**Aim**
Rewrite the listing with every "rusty metal fence" changed to "weathered wooden fence", keeping all other text the same.

Data items
□ □ □ □ □ □ □
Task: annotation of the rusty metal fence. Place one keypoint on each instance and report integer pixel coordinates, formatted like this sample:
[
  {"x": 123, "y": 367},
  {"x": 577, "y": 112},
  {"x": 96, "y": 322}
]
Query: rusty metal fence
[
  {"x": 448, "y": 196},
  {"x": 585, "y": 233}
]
□ □ □ □ □ □ □
**Solution**
Task: annotation of the weathered wooden fence. Place one keypoint on each instance and report integer pixel coordinates, formatted like this sample:
[
  {"x": 123, "y": 367},
  {"x": 577, "y": 112},
  {"x": 96, "y": 322}
]
Query: weathered wooden fence
[
  {"x": 448, "y": 196},
  {"x": 585, "y": 233}
]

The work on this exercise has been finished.